▸ ASSIGNED TASK A: Translate this sentence from the passage on hi-fi system budgets into Spanish: "What you're after is an upgrade to amaze you, not one that gives rise to doubts about its worth a month down the line."
▸ ASSIGNED TASK B: Write a continuation of the passage on hi-fi system budgets, starting after its final sentence.

SOURCE PASSAGE section start

That 'GIGO' theory still holds true, but the greater ease with which which CD players can be mass-produced - well, certainly when compared to the labour-intensive precision engineering involved in turntables - has rather skewed the balance.

Whereas once a £1000 system might mean £500-600 for the turntable and the rest split between amplification and speakers, we can now say with some degree of confidence that you should spend 30 per cent of the budget apiece on CD player, amp and speakers, with the last 10 per cent set aside for interconnects and speaker cable.

Bear in mind, though, that the £300 you've allowed for speakers should include stands if needed - and if you're buying small 'bookshelf' speakers those stands will be needed. That goes a long to explaining the current popularity of £200-300 floorstanding speakers - you can spend all the money on the speakers themselves. But when it comes to upgrading, how much should you spend.

Assume you've a system that cost you £600 a few years back, comprising CD, amp and speakers at £200 apiece. You want to improve the CD player, so how much should you spend? While it's undeniable that the £200 players of today are much better than those of five years ago, we wouldn't suggest you buy a brand-new £200 machine. That'll be something of a step sideways and a little bit up, more likely to give you a sound you'll soon feel is different rather than obviously better.

What you're after is an upgrade to amaze you, not one that gives rise to doubts about its worth a month down the line. We're after the 'Wow!' effect, in other words. A better investment for the future would be to move up even further, spending £350 or more on a really good player.

SOURCE PASSAGE section end
EXTRACTED ENTRIES section start

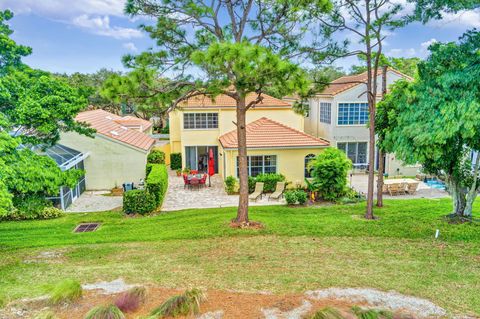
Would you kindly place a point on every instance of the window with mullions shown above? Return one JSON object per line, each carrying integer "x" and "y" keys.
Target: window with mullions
{"x": 325, "y": 112}
{"x": 356, "y": 151}
{"x": 200, "y": 120}
{"x": 352, "y": 113}
{"x": 262, "y": 164}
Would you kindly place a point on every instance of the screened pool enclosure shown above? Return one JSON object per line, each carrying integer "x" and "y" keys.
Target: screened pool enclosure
{"x": 67, "y": 158}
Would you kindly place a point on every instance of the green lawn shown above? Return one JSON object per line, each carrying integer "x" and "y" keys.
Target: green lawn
{"x": 299, "y": 249}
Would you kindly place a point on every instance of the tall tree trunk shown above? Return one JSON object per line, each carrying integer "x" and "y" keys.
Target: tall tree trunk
{"x": 381, "y": 171}
{"x": 472, "y": 193}
{"x": 371, "y": 158}
{"x": 381, "y": 156}
{"x": 242, "y": 212}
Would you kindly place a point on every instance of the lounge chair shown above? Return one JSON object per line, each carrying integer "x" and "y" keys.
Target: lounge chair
{"x": 278, "y": 193}
{"x": 412, "y": 188}
{"x": 258, "y": 192}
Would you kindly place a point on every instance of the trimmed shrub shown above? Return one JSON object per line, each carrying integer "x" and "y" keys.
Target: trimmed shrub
{"x": 230, "y": 183}
{"x": 105, "y": 312}
{"x": 270, "y": 181}
{"x": 290, "y": 197}
{"x": 330, "y": 171}
{"x": 182, "y": 305}
{"x": 156, "y": 157}
{"x": 66, "y": 291}
{"x": 138, "y": 201}
{"x": 301, "y": 197}
{"x": 157, "y": 182}
{"x": 131, "y": 300}
{"x": 176, "y": 161}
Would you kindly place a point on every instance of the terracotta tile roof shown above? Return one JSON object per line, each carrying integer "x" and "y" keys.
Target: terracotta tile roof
{"x": 266, "y": 133}
{"x": 106, "y": 124}
{"x": 204, "y": 101}
{"x": 347, "y": 82}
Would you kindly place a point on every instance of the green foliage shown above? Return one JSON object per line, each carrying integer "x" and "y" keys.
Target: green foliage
{"x": 138, "y": 201}
{"x": 156, "y": 157}
{"x": 327, "y": 313}
{"x": 66, "y": 291}
{"x": 230, "y": 183}
{"x": 330, "y": 171}
{"x": 176, "y": 161}
{"x": 36, "y": 107}
{"x": 270, "y": 181}
{"x": 185, "y": 304}
{"x": 157, "y": 182}
{"x": 105, "y": 312}
{"x": 293, "y": 197}
{"x": 371, "y": 313}
{"x": 435, "y": 120}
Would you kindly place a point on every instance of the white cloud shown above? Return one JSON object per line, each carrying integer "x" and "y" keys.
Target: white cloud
{"x": 401, "y": 53}
{"x": 130, "y": 46}
{"x": 65, "y": 9}
{"x": 462, "y": 19}
{"x": 101, "y": 26}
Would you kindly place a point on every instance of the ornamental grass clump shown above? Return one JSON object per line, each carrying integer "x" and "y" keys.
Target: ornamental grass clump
{"x": 131, "y": 300}
{"x": 105, "y": 312}
{"x": 66, "y": 291}
{"x": 185, "y": 304}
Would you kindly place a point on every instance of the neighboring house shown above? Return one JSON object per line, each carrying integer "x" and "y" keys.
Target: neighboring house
{"x": 275, "y": 139}
{"x": 340, "y": 114}
{"x": 116, "y": 155}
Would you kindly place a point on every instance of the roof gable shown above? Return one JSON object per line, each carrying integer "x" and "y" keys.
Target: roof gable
{"x": 266, "y": 133}
{"x": 110, "y": 125}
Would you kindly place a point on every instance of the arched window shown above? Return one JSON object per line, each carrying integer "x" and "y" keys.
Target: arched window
{"x": 308, "y": 171}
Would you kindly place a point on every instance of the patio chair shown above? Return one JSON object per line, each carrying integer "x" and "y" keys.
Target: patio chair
{"x": 278, "y": 193}
{"x": 258, "y": 192}
{"x": 412, "y": 188}
{"x": 194, "y": 182}
{"x": 394, "y": 189}
{"x": 185, "y": 181}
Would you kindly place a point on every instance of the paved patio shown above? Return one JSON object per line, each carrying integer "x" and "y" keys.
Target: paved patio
{"x": 359, "y": 183}
{"x": 95, "y": 201}
{"x": 205, "y": 197}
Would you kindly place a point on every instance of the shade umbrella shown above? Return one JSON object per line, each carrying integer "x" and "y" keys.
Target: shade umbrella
{"x": 211, "y": 166}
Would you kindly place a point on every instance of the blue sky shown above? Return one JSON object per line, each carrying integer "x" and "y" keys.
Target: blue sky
{"x": 86, "y": 35}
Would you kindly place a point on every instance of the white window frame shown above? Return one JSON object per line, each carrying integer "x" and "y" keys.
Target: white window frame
{"x": 210, "y": 122}
{"x": 351, "y": 102}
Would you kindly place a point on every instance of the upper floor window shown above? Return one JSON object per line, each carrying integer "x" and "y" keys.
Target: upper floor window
{"x": 325, "y": 112}
{"x": 200, "y": 120}
{"x": 352, "y": 113}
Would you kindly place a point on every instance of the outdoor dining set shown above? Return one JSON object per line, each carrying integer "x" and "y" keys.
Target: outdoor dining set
{"x": 396, "y": 187}
{"x": 194, "y": 180}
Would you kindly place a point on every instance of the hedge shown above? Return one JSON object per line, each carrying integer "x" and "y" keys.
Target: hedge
{"x": 138, "y": 201}
{"x": 270, "y": 181}
{"x": 157, "y": 182}
{"x": 156, "y": 157}
{"x": 176, "y": 161}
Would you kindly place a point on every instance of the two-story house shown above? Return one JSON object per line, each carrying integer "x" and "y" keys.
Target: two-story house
{"x": 340, "y": 114}
{"x": 276, "y": 140}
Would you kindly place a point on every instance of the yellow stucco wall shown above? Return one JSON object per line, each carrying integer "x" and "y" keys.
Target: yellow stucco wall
{"x": 179, "y": 138}
{"x": 290, "y": 162}
{"x": 110, "y": 163}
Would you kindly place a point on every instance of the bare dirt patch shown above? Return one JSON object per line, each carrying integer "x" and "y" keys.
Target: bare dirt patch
{"x": 219, "y": 305}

EXTRACTED ENTRIES section end

▸ ANSWER AREA A: Lo que usted busca es una mejora que lo asombre, no una que haga surgir dudas sobre su valor al cabo de un mes.

▸ ANSWER AREA B:
Not only will this work well in your current system, assuming it's well-balanced, but it'll also be a good foundation for the next upgrade step, when funds allow. True, you might not be getting the very best out of that new player in your current system, but it'll be enough an improvement to let you hear things you never heard before on familiar discs, and of course it has all that built-in potential just waiting for the future to unlock it.

That's why it's important not only to listen to upgrades in something resembling your current system, but also to try them with whatever you're considering as your next step. True, this will involve an extended listening session before you buy, but any dealer who doesn't view the time spent letting you do this as an investment for the future is being short-sighted. After all, once you've heard what your new CD player can do with an even better amp, chances are you'll be counting the days until you can afford the next step!

On the subject of matching equipment together, a swift word on the way different items interact. For all the brochure blurbs about greater purity and so on, the fact is that a piece of kit that has a perfectly flat frequency response from the lowest bass to the highest treble isn't the ideal. And a system comprising similarly flat source, amp and speakers would sound very clinical indeed.

As a result just about every hi-fi component that hits the market has something of its designer's personal taste involved. Densen, for example, refers to the 'air guitar factor', while Marantz's Ken Ishiwata writes (on the certificates accompanying the KI-Signature products) about the ability to raise the hairs on the back of the neck being more important than technical perfection. The secret of good system-matching is to combine the characters of the various components of a system to get the balance you want.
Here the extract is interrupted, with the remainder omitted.